**ACTIVITIES**
(1) Retype the stretch of the bioinformatics apprenticeship text from "The Bioinformatics Scientist" through "a bioinformatics scientist.".
(2) According to the bioinformatics apprenticeship text, what minimum share of the 24-month training period is spent in "off the job" training?
(3) Carry on the bioinformatics apprenticeship text from its last sentence.

**SOURCE PASSAGE**
>>

This 30-month Bioinformatics Scientist Apprenticeship combines academic training with industrial experience. It provides the knowledge and skills necessary to become a competent bioinformatics scientist, culminating in an MSc degree and industry certification. The program emphasizes practical applications, with opportunities for hands-on work and real-world problem-solving, while promoting independent learning and lifelong skills development.

Program Outline

The first 24 months of this 30-month training programme are dedicated to providing you with both academic and industrial training opportunities and supporting you to achieve the MSc in Bioinformatics and the credits you require to undertake an endpoint assessment (EPA). After successful completion of the MSc component, you will have a further six months to undertake the EPA. This will certify you as a competent bioinformatics scientist.


Outline:

The Bioinformatics Scientist Apprenticeship (BSA) programme is 30 months long, involving a 24 months training period, during which you will spend at least 20% of your time in 'off the job' training to achieve 180 credits at Level 7. This is followed by a six months EPA period to achieve the MSc Bioinformatics degree and Bioinformatics Scientist Apprenticeship Certificate. The course is structured to progressively up-skill your knowledge, skills and behaviours to reach competence as a bioinformatics scientist.


Year 1 and 2


Compulsory Modules:

  • Introduction to Genetics and Genomics: This module will develop your understanding of the key areas of genomics, human genetics and genetic variation.
  • You will also examine the genomics basis of diseases and how it can be used to improve health outcomes.
  • Bioinformatics and Functional Genomics: This module will introduce you to basic practical sequence and structure analysis techniques, tools and resources.
  • You will also develop a strong foundation in 'omics and NGS analyses. There will be opportunities for you to apply bioinformatics and computational analysis to problem-solving in real healthcare or industry scenarios.
  • Data Science for Bioinformatics: This module will introduce you to data science in bioinformatics.
  • Advanced Bioinformatics and Genome Analysis: This module will help you to develop knowledge and skills that underpin the clinical application of bioinformatics.
  • The module will build on your genomics, bioinformatics and programming knowledge to develop an analysis strategy for a new service. There will also be opportunities for effective interdisciplinary team working.
  • Machine Learning: Machine learning is an application of artificial intelligence that provides systems with the ability to automatically learn and improve from experience without being explicitly programmed.
  • This module familiarises you with some basic machine learning algorithms and techniques and their applications, as well as general questions related to analysing and handling large data sets. Several software libraries and data sets publicly available will be used to illustrate the application of these algorithms. The emphasis will be thus on machine learning algorithms and applications, with some broad explanation of the underlying principles.

<<

**MATERIAL PROVIDED**
>>

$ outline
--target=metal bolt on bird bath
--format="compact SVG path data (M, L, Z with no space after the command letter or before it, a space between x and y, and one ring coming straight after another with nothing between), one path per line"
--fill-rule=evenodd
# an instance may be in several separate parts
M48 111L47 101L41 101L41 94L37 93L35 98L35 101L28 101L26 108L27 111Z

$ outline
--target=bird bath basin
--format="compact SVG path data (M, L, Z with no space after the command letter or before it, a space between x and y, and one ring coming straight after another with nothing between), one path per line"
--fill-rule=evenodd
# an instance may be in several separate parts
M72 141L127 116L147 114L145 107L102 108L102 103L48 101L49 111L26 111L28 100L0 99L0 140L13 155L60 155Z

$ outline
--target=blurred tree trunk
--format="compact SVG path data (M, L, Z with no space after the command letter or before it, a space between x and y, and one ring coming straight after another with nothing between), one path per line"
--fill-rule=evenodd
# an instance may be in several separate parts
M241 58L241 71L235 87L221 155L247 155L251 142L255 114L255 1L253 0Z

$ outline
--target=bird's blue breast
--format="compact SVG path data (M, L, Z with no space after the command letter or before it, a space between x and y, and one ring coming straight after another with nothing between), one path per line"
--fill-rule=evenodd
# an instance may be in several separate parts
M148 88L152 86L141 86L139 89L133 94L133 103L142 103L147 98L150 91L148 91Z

<<
>>

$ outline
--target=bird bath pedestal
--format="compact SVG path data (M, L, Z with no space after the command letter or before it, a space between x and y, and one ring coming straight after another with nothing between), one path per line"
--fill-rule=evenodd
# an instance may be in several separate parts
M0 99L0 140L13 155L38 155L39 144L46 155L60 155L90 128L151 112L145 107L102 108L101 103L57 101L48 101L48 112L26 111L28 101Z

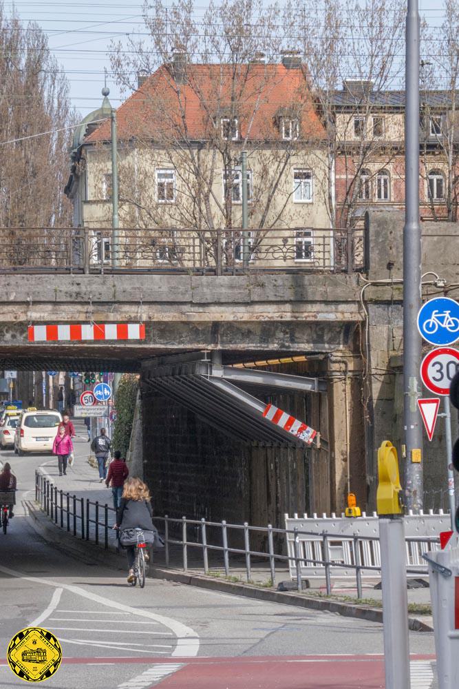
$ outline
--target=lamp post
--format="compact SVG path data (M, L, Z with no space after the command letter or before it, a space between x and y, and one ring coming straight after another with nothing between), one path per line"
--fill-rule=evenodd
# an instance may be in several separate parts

<<

**EXERCISE RESPONSES**
(1)
The Bioinformatics Scientist Apprenticeship (BSA) programme is 30 months long, involving a 24 months training period, during which you will spend at least 20% of your time in 'off the job' training to achieve 180 credits at Level 7. This is followed by a six months EPA period to achieve the MSc Bioinformatics degree and Bioinformatics Scientist Apprenticeship Certificate. The course is structured to progressively up-skill your knowledge, skills and behaviours to reach competence as a bioinformatics scientist.

(2) At least 20%.

(3)
  • Bioinformatics Project: This module will give you the chance to demonstrate your ability to organise and carry out a major piece of work.
  • You will gather background information and research the literature and data. You will also design and execute a research plan to solve a bioinformatics problem, and discuss existing results and present your new findings through a series of written and oral presentations.

Optional Modules:

  • Data Management in Healthcare (DSH): The aim of the module is to cover some of the developments in the broad range of data-driven healthcare.
  • The module also provides a good understanding of data structures, software development procedures and the range of analytical tools used to undertake a wide range of standard and custom analytical studies, providing data solutions to a range of healthcare issues.
  • Big Data Analytics: In this module, learners will be provided with a balanced view of the theory and practice on big data analytics, allowing them to develop a variety of big data analytics knowledge and skills.
  • The module will also consider innovations and trends in technologies in conjunction with the requirements and implementation of health information systems.
  • Policy Context of Improvement: The Policy Context of Improvement (Negotiated Work-based Learning) module provides you with theoretical and practical knowledge about the political context of improving healthcare services.

Assessment:

The course assessment strategy key principles are:

  • a balance between the types of assessment and the overall workload of assessments
  • the equitable nature of assessments across the course
  • a balance between formative and summative work
  • the integration of theory and practice
  • the use of experience and reflection to develop critical awareness
  • the relationship of the assessment to the leaning outcomes and the form of learning and teaching that takes place within the module
  • the marking will tend to use predetermined grids and assessment forms to clearly identify the features that are assessed for all students in all assessments and to meet the level 7 Higher Education descriptors.
  • Assessment for the MSc course is designed, where possible, to simulate the variety of tasks that graduates from the course may encounter in relevant employment. Where necessary other academic assessment devices, such as a formal examination, defence of the proposal etc. are also used. Module tutors are the assessors in the majority of cases. However, we may also use peer and self-assessment where appropriate. Assessment types include:
  • analysis and design and the production of appropriate artefacts
  • portfolio of work
  • workbooks
  • oral presentations to tutors and peers
  • viva voce
  • case study reports
  • synoptic reports
  • technical reports
  • development of design specifications
  • research seminars
  • critiques of own and peer work
  • defence of a proposal
  • written proposal
  • major project
  • examinations.

Teaching:

The range of teaching, learning and assessment strategies adopted on this course is intended to fulfil a number of principles, namely to:

  • encourage you to develop as an independent learner
  • promote an experiential approach to learning through volunteering, internship, networking and mentoring thereby providing links between learning and work
  • accommodate and develop different preferred learning styles
  • provide access to learning in different environments
  • enable reflective practice through the use of learning logs, workbooks and learning agreements
  • make our learning materials accessible to you through a variety of media
  • use continuous formative assessment with a varied diet of summative assessments
  • encourage you to engage in the pursuit of life-long learning
  • develop higher level learning skills of analysis, synthesis and evaluation.
  • lectures
  • hands-on practical work
  • whole group information-giving sessions
  • workshops
  • tutorials
  • case studies
  • blended e-learning
  • group critiques.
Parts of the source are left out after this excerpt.